TRY IT ▸ Which of the lines below contain the string "tight"? Pull each one out of the data.

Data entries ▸
>>>>>

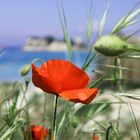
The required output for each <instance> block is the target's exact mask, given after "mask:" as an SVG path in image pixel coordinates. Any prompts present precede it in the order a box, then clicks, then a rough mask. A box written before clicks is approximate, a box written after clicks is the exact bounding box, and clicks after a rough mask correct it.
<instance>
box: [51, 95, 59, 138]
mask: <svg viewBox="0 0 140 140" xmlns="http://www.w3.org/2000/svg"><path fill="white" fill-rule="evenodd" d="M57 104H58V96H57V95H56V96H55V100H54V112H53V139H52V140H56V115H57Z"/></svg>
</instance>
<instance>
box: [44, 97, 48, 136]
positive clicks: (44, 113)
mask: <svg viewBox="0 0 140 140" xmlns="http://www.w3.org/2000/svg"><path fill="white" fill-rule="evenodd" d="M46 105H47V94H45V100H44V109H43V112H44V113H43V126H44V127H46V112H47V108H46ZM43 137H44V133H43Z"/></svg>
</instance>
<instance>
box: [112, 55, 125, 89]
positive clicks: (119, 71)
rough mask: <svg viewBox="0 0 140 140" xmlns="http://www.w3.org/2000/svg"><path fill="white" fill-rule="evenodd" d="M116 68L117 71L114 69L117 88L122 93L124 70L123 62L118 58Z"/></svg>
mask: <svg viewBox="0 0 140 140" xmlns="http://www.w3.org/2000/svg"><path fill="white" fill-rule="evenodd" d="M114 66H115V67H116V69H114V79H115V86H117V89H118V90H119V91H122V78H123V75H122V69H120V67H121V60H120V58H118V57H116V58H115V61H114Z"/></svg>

<<<<<
>>>>>

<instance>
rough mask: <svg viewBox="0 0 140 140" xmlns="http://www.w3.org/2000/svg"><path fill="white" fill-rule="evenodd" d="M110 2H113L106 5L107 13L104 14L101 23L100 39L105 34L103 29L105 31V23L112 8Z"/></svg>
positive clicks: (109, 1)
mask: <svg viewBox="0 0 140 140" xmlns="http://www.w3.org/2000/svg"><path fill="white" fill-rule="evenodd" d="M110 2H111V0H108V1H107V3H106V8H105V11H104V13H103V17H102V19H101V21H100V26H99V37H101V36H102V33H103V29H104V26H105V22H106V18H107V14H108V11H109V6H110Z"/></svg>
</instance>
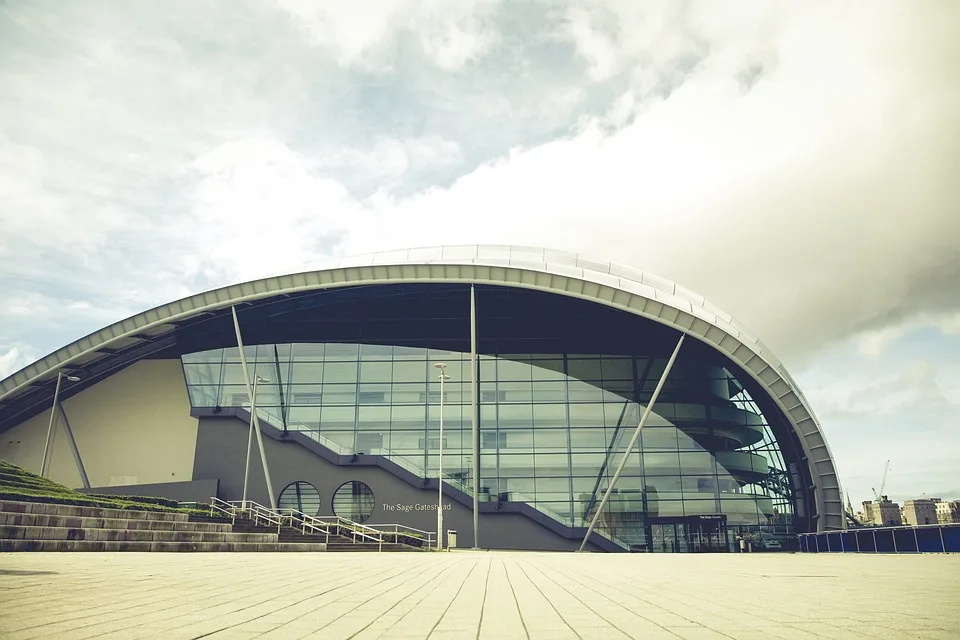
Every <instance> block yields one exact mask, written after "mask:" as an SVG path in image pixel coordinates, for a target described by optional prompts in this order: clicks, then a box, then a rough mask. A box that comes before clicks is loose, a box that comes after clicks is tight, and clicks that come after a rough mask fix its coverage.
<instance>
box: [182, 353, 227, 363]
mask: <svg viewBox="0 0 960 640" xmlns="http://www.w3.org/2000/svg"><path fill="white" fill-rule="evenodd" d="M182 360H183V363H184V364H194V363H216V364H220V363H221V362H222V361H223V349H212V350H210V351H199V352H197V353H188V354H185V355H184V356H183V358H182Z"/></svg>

<<<<<
>>>>>

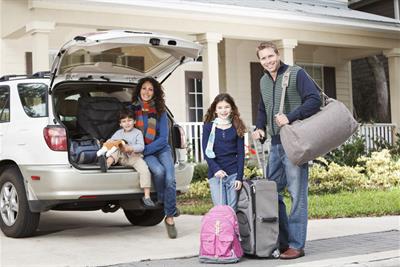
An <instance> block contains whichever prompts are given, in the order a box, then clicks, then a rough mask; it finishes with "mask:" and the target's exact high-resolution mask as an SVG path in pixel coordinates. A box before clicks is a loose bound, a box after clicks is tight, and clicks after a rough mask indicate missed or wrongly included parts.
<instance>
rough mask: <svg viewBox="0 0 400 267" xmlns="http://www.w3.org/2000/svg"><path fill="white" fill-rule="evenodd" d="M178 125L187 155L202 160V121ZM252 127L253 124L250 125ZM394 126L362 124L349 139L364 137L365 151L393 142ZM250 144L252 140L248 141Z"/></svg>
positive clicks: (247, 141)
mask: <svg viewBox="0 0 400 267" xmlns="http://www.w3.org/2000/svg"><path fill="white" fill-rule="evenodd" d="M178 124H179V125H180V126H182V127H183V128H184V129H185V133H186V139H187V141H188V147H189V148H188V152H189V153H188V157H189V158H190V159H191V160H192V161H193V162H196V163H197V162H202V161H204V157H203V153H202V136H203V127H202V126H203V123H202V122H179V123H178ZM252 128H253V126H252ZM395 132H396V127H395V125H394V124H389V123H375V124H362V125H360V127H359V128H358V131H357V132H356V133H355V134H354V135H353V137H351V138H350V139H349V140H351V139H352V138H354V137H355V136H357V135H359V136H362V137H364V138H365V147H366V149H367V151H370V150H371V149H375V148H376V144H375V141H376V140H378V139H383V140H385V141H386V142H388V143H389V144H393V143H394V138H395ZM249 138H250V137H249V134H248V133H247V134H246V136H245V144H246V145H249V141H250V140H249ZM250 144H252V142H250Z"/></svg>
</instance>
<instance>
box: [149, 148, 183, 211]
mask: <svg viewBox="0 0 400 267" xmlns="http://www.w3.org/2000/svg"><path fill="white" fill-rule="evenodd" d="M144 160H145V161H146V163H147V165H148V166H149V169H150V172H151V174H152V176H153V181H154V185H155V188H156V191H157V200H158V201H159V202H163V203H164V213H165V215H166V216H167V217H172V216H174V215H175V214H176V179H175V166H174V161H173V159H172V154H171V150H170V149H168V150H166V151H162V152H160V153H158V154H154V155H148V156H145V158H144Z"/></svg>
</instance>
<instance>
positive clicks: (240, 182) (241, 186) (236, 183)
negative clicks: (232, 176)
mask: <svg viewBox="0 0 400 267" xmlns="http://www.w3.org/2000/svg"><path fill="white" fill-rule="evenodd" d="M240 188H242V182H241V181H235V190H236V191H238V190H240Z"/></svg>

<<<<<

RESPONSE FOR THIS EXERCISE ▸
Every <instance> block yields one exact mask, written after "mask:" as an SVG path in image pixel coordinates, for a target described by optional prompts in this order: clicks, then a box, then a rough mask. A box that comes before clicks is loose, a box that comes after clicks is tight, and clicks that come after a rough mask fix its coverage.
An <instance> block contains whichever prompts are given, in the order a box, then clicks, then a rough mask; it finishes with "mask:" and the target's exact high-resolution mask as an SVG path in pixel coordinates. A box before clicks is a loose bound, a box after clicks is tight, and clicks after a rough mask indicate missed or wrongly included parts.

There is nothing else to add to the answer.